Exercise instructions
In the passage on Anjan Dutt's film, what does Ranjana do when she cannot take the pressure from her father and lawyer to testify in court?

Document passage

Emotional repression at home builds up to cause violent eruptions in some characters of Dutt’s film. For instance, when Oona’s (Sauraseni Mitra) mother keeps verbally abusing her everyday because she does not want to do a job and instead stays at home all day, Oona leaves home to go and live with her lover; and when Ranjana (Darshana Banik) is unable to take the pressure from her father and lawyer, who want her to testify in court because they want her to ‘prove to the world she is not lying about her rape’, she resorts to an act of self-immolation. Some of Dutt’s characters leave home or refuse to go home after repressed emotions have reached a breaking point. For example, Deepak spends the night at a bar and then in his own house, lying to Mala that he was overseeing a project in Durgapur; Gargi (Swastika Mukherjee) refuses to go home and attend to a client at her clinic, lying to them that she was with another client even though she was also at a bar; and even Ranajay leaves home and everyone he knew at one point in the story. Therefore, home is not only seen as a site of repression and pain, it is also the only place this happens. Naturally, the solution the characters see is to leave home in some way or refuse to go home for as long as possible.
Judith Sixsmith, in “The Meaning of Home: An Exploratory Study of Environmental Experience” (Journal of Environmental Psychology, 1986), explains the various symbolic manifestations of ‘home’ in the lives of various individuals. For the characters in the film, the quality of relationships with people at home determine if the home is fit to live in, or even be called home. (Sixsmith 1986, p. 287) The characters in this film are mostly admirably resilient. So, they soon find healthier ways of dealing with the violent significance the idea of home holds in their lives. And they do this by changing homes in terms of which relationships they find qualitatively better. They go as far as to form unconventional families and escape to a more emotionally salubrious home. So, we see Oona going to live with and then eventually marrying and having a baby with her lover, a man who was her mother’s ex-boyfriend and therefore, old enough to be her father; we see Mala deciding to continue living with Deepak at her paternal home instead of marrying him; and we also see Ranjana finding compassion in her boyfriend, whom she had refused to see for so long but who, in the end, helped her heal, and not her own father.
Anjan Dutt not only gives the audience a new way of healing but also offers alternative ways of perceiving the concept of ‘home’. To do that, his film honours such relationships that might be stigmatised in the eyes of Indian middle-class morality and normalises them, granting ‘homes’ to those lives that are oppressed by more conventional family structures and relationships. Who knows, such changes might lead to more music and less violence!

Stored data
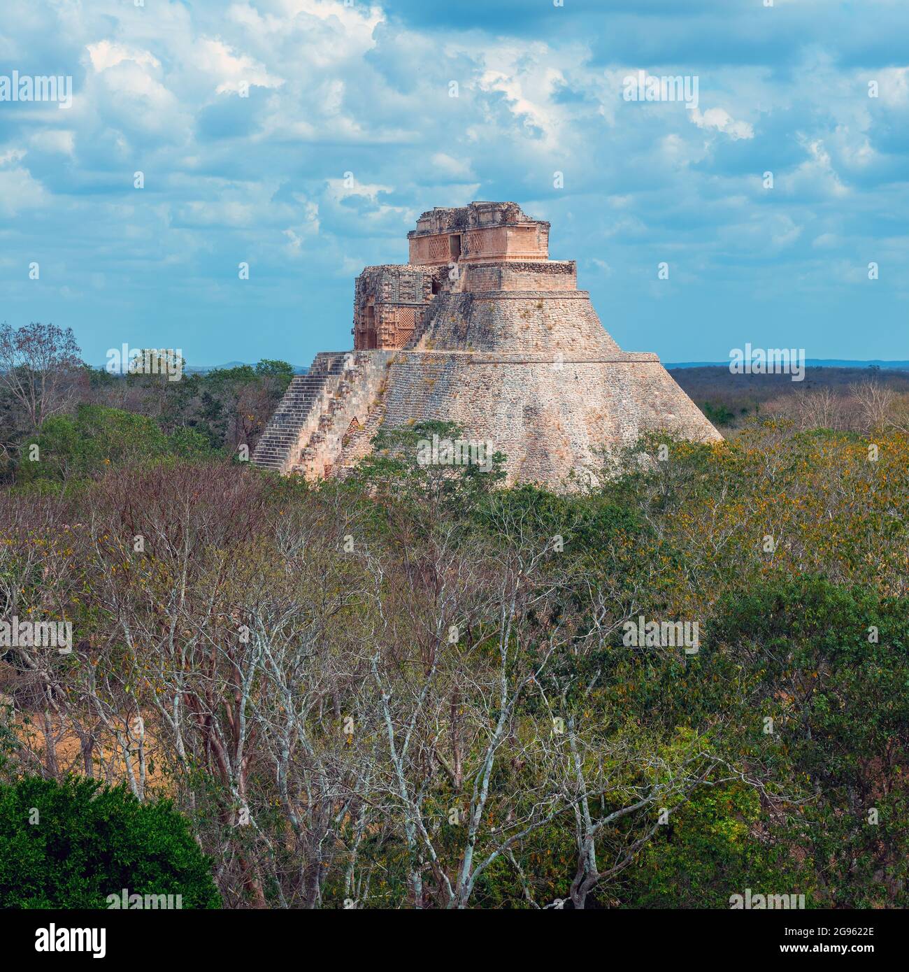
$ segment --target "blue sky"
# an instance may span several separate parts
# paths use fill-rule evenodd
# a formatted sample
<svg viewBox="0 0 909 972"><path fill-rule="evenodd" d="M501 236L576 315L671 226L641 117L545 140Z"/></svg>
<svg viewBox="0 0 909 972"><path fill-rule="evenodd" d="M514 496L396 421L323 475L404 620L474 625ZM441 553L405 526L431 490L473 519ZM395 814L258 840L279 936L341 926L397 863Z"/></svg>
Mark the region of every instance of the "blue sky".
<svg viewBox="0 0 909 972"><path fill-rule="evenodd" d="M304 364L422 211L513 199L628 350L909 359L905 0L136 2L8 0L73 103L0 101L0 321Z"/></svg>

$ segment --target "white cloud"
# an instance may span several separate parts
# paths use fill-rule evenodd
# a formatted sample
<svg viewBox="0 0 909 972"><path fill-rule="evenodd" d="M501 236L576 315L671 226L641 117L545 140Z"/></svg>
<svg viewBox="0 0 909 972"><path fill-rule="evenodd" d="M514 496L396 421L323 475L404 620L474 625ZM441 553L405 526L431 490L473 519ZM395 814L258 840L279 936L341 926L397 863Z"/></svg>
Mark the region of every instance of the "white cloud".
<svg viewBox="0 0 909 972"><path fill-rule="evenodd" d="M691 121L698 128L716 128L733 140L754 137L754 128L748 122L736 122L723 108L708 108L703 114L699 108L694 108Z"/></svg>
<svg viewBox="0 0 909 972"><path fill-rule="evenodd" d="M122 64L125 60L133 61L140 67L159 68L161 66L161 62L150 52L139 51L122 44L117 44L114 41L98 41L96 44L89 44L87 51L91 66L99 74L102 71L107 71L108 68Z"/></svg>

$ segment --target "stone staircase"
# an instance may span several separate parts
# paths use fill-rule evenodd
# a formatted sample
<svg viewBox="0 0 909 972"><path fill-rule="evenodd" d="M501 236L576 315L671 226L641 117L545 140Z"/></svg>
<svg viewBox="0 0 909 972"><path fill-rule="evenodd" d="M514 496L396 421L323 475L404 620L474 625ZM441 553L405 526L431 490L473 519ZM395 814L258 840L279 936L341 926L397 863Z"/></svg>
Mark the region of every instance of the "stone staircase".
<svg viewBox="0 0 909 972"><path fill-rule="evenodd" d="M256 444L253 452L256 466L286 472L297 464L295 450L300 436L316 415L320 416L321 425L324 409L327 405L331 407L330 396L342 381L346 358L345 352L320 352L307 374L294 376Z"/></svg>
<svg viewBox="0 0 909 972"><path fill-rule="evenodd" d="M387 356L381 352L354 352L353 360L348 360L348 366L327 399L298 458L291 463L290 471L301 472L310 479L327 477L335 471L350 439L367 424L370 389L374 388L378 374L372 360L375 357L383 359L380 368L384 371ZM362 426L361 416L364 419Z"/></svg>

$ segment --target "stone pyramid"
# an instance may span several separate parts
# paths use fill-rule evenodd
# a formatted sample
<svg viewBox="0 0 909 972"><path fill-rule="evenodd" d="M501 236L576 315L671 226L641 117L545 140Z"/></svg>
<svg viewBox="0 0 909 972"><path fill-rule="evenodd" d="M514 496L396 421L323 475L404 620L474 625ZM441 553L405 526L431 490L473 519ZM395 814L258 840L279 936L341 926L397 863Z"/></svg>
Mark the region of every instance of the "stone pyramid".
<svg viewBox="0 0 909 972"><path fill-rule="evenodd" d="M406 264L357 278L354 350L294 379L253 461L342 475L379 428L439 419L504 453L508 484L560 489L595 481L604 449L647 432L719 439L656 355L607 333L548 236L513 202L424 213Z"/></svg>

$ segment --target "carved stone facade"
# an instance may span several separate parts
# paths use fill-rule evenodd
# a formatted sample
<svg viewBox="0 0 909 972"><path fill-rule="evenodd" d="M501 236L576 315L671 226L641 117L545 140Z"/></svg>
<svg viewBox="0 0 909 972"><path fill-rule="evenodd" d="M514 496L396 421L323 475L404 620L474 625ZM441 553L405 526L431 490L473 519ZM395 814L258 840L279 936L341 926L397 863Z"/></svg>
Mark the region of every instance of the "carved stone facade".
<svg viewBox="0 0 909 972"><path fill-rule="evenodd" d="M549 260L548 223L473 202L424 213L407 236L408 263L357 278L354 351L294 379L258 465L343 475L379 428L441 419L504 453L507 483L571 489L644 433L720 438L656 355L604 330L575 261Z"/></svg>

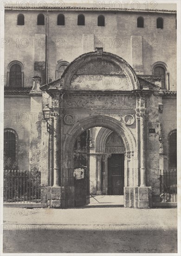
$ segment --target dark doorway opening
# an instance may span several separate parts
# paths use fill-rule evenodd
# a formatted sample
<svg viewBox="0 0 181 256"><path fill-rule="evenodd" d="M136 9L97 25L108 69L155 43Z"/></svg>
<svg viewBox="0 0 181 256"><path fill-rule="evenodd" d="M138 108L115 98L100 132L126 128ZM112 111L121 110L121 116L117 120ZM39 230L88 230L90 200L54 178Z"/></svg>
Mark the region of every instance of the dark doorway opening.
<svg viewBox="0 0 181 256"><path fill-rule="evenodd" d="M108 159L108 194L110 195L123 195L124 162L123 154L112 154Z"/></svg>

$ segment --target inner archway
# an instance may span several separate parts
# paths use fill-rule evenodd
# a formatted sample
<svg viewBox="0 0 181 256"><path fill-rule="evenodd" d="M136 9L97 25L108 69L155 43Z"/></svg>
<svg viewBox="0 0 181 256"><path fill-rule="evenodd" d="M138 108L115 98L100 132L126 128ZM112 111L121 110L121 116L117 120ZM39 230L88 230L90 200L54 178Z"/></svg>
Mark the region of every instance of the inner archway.
<svg viewBox="0 0 181 256"><path fill-rule="evenodd" d="M73 153L76 206L123 204L124 151L122 139L107 128L92 128L78 136Z"/></svg>

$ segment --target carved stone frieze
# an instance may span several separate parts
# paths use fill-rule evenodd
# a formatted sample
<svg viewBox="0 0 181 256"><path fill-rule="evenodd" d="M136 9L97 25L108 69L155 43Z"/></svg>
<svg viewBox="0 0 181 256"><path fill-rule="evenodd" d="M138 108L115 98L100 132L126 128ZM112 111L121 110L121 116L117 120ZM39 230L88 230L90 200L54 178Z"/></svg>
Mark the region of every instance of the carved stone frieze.
<svg viewBox="0 0 181 256"><path fill-rule="evenodd" d="M133 95L66 95L64 108L133 108L136 101Z"/></svg>

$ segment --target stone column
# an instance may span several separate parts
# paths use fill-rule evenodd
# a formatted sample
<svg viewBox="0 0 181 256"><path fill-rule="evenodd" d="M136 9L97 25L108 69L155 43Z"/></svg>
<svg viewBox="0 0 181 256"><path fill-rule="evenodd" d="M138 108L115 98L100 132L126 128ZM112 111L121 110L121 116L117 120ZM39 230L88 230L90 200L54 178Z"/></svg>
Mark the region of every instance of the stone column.
<svg viewBox="0 0 181 256"><path fill-rule="evenodd" d="M59 159L58 159L58 136L59 136L59 113L54 112L54 154L53 154L53 186L59 187Z"/></svg>
<svg viewBox="0 0 181 256"><path fill-rule="evenodd" d="M169 73L166 72L166 89L168 91L170 89L169 75Z"/></svg>
<svg viewBox="0 0 181 256"><path fill-rule="evenodd" d="M140 187L146 186L145 169L145 108L140 108Z"/></svg>
<svg viewBox="0 0 181 256"><path fill-rule="evenodd" d="M97 195L101 195L101 156L97 156Z"/></svg>
<svg viewBox="0 0 181 256"><path fill-rule="evenodd" d="M51 187L53 182L53 130L54 130L54 116L53 113L50 114L50 184Z"/></svg>
<svg viewBox="0 0 181 256"><path fill-rule="evenodd" d="M137 187L139 186L140 182L139 181L139 173L140 173L140 110L138 108L136 109L136 149L137 149L137 159L136 161L136 180L134 181L134 186Z"/></svg>
<svg viewBox="0 0 181 256"><path fill-rule="evenodd" d="M108 192L108 156L104 155L103 157L103 169L102 168L102 191L103 195L107 195Z"/></svg>

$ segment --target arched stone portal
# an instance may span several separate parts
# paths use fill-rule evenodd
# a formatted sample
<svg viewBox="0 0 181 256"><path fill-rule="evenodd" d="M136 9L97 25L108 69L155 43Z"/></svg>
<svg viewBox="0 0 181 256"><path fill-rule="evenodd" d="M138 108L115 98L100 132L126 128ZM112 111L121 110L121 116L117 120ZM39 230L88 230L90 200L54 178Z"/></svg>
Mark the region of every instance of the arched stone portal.
<svg viewBox="0 0 181 256"><path fill-rule="evenodd" d="M124 185L124 154L126 150L122 138L115 132L102 128L96 139L95 154L101 168L97 168L97 195L123 195ZM97 167L99 165L97 164ZM100 180L97 183L97 178Z"/></svg>
<svg viewBox="0 0 181 256"><path fill-rule="evenodd" d="M114 131L123 139L124 206L149 207L146 103L141 88L142 84L140 86L131 66L122 58L106 52L81 55L70 64L60 79L41 87L43 104L46 102L51 112L49 166L53 183L48 193L51 207L75 205L75 142L84 131L99 126ZM145 195L140 195L139 200L142 193Z"/></svg>

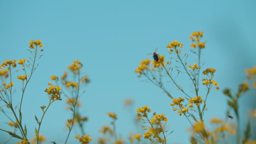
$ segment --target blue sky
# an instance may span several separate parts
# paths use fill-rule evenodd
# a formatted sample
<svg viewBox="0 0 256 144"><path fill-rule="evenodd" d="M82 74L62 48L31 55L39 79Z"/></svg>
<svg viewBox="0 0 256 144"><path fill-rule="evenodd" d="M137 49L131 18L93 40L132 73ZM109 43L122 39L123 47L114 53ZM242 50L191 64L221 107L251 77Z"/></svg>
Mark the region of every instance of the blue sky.
<svg viewBox="0 0 256 144"><path fill-rule="evenodd" d="M127 126L132 124L132 115L147 105L169 118L168 125L174 130L168 138L171 143L187 143L189 125L185 118L171 110L170 98L153 84L141 82L134 70L141 61L152 58L146 54L156 47L160 55L168 55L165 47L174 40L189 52L190 33L204 31L205 68L217 70L215 79L220 88L236 88L246 80L245 69L256 62L255 5L253 0L1 1L0 61L27 58L30 55L26 49L32 39L44 44L44 56L24 99L23 121L30 130L28 135L34 135L34 114L40 115L39 106L48 103L44 89L50 75L61 75L77 59L91 80L82 98L82 111L89 118L88 134L94 139L100 136L98 129L110 121L106 113L112 111L118 116L118 133L125 139L135 129ZM180 81L186 83L188 79ZM177 88L168 85L171 93L180 97ZM133 113L123 109L126 98L135 101ZM241 104L253 103L248 99L243 98ZM225 118L226 98L221 91L213 91L208 102L206 121ZM63 128L70 116L65 107L65 101L57 101L45 117L41 132L48 142L64 142ZM7 129L7 119L2 118L6 121L1 120L0 128ZM70 143L78 142L75 131ZM8 137L2 131L0 136Z"/></svg>

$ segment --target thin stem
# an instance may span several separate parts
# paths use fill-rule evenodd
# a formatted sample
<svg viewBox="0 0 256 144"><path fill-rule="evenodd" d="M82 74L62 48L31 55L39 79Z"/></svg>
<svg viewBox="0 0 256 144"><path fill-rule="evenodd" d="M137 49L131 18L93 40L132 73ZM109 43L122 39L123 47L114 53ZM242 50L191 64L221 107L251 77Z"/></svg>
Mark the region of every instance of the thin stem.
<svg viewBox="0 0 256 144"><path fill-rule="evenodd" d="M80 88L80 73L78 73L78 87ZM74 119L75 118L75 108L77 106L77 100L78 99L78 96L79 96L79 88L78 88L77 89L77 95L75 96L75 103L73 105L73 119L72 119L72 123L71 124L71 127L70 127L70 129L69 129L69 131L68 131L68 135L67 136L67 138L65 141L65 144L67 143L67 140L68 139L68 137L69 137L70 133L71 133L71 130L73 128L73 127L74 126Z"/></svg>
<svg viewBox="0 0 256 144"><path fill-rule="evenodd" d="M166 73L167 74L168 76L169 76L170 78L171 78L171 80L172 81L172 82L174 83L174 85L176 86L176 87L181 91L182 91L184 94L185 94L185 95L186 95L187 96L188 96L189 98L191 98L191 97L188 95L188 94L187 94L182 89L181 89L179 86L178 86L178 85L176 83L176 82L175 82L175 81L173 80L173 79L172 79L172 77L171 76L171 75L169 73L169 71L168 71L168 70L166 69L166 68L165 67L165 65L163 64L163 63L161 63L162 67L164 67L164 68L165 69L165 70L166 71Z"/></svg>
<svg viewBox="0 0 256 144"><path fill-rule="evenodd" d="M37 133L37 144L38 144L38 142L39 142L39 131L40 131L40 128L41 128L41 124L42 124L42 122L43 121L43 119L44 118L44 115L45 115L47 110L48 110L49 107L50 107L50 105L53 103L53 101L51 101L51 100L50 99L50 101L49 102L49 104L47 106L47 107L46 109L45 109L45 111L44 111L44 113L43 113L43 115L42 116L42 117L41 117L41 119L40 120L40 122L39 123L38 123L39 124L39 126L38 126L38 133Z"/></svg>
<svg viewBox="0 0 256 144"><path fill-rule="evenodd" d="M28 80L27 80L26 81L26 84L25 84L25 86L24 87L24 88L22 89L22 95L21 95L21 100L20 100L20 111L21 112L21 105L22 105L22 100L23 100L23 97L24 95L25 91L26 89L26 88L27 87L27 85L28 83L28 82L30 80L30 79L31 79L32 75L33 74L33 72L34 72L34 64L35 64L35 63L36 63L36 58L37 57L37 47L38 47L38 46L37 45L36 47L36 49L35 49L36 51L34 52L34 59L33 60L33 64L32 64L32 69L31 69L31 73L30 73L30 78L28 78ZM26 74L26 71L25 71L25 74ZM27 80L27 79L26 79L26 80Z"/></svg>
<svg viewBox="0 0 256 144"><path fill-rule="evenodd" d="M164 91L164 92L165 92L169 97L170 97L171 98L173 99L173 98L172 97L172 95L166 91L166 89L165 89L165 88L164 88L162 86L160 86L159 85L158 85L158 83L155 83L155 82L154 82L152 80L151 80L151 79L147 75L146 75L144 73L142 72L142 74L151 82L152 82L154 85L156 85L156 86L159 87L159 88L160 88L161 89L162 89L162 91Z"/></svg>

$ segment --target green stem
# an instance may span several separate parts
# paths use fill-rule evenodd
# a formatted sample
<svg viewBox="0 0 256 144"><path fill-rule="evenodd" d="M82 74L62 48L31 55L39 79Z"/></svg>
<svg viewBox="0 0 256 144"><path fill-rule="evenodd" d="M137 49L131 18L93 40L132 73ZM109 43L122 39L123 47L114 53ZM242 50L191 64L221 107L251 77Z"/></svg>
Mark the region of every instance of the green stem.
<svg viewBox="0 0 256 144"><path fill-rule="evenodd" d="M28 80L27 80L26 81L26 84L25 84L25 86L24 87L24 88L22 89L22 95L21 95L21 100L20 100L20 111L21 112L21 105L22 105L22 100L23 100L23 97L24 97L24 93L25 93L25 91L26 89L26 88L27 87L27 85L28 83L28 82L30 80L30 79L31 79L32 75L33 74L33 72L34 71L34 64L35 64L35 62L36 62L36 58L37 57L37 47L38 47L38 46L37 45L36 47L36 49L35 49L36 51L34 52L34 59L33 60L33 64L32 64L32 69L31 69L31 73L30 73L30 78L28 78ZM26 73L26 71L25 71L25 73ZM26 73L25 73L25 74L26 74ZM26 79L26 80L27 80L27 79Z"/></svg>
<svg viewBox="0 0 256 144"><path fill-rule="evenodd" d="M164 64L164 63L161 63L162 65L162 67L164 67L164 68L165 69L165 71L166 71L166 73L167 74L168 76L169 76L170 78L171 78L171 80L172 80L172 81L174 83L174 85L176 86L176 87L181 91L182 91L184 94L185 94L185 95L186 95L187 96L188 96L189 98L191 98L191 97L188 95L188 94L187 94L182 89L181 89L179 86L178 86L178 85L176 83L176 82L175 82L175 81L173 80L173 79L172 79L172 77L171 76L171 75L169 73L169 71L168 71L168 70L166 69L166 68L165 67L165 65Z"/></svg>
<svg viewBox="0 0 256 144"><path fill-rule="evenodd" d="M51 101L51 100L50 99L50 101L49 102L49 104L47 106L46 109L45 109L45 111L44 111L44 113L43 113L43 116L42 116L41 119L40 120L39 123L38 123L39 126L38 126L38 133L37 133L37 144L38 144L39 142L39 131L40 131L40 128L41 128L41 124L42 124L42 122L43 121L43 119L44 118L44 115L45 115L47 110L48 110L49 107L50 107L50 105L53 103L53 101Z"/></svg>
<svg viewBox="0 0 256 144"><path fill-rule="evenodd" d="M80 73L79 73L79 74L80 74ZM80 75L79 74L78 75L78 87L80 88ZM70 129L69 129L69 130L68 131L68 135L67 136L67 138L66 139L66 141L65 141L65 144L67 143L68 137L69 137L70 133L71 133L71 130L72 130L72 129L73 128L73 127L74 126L74 122L75 118L75 109L76 109L75 108L77 107L77 100L78 100L78 99L79 93L79 88L78 88L77 95L75 96L75 102L74 104L74 105L73 106L73 111L72 123L71 124L71 127L70 127Z"/></svg>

Written answer
She resorts to an act of self-immolation.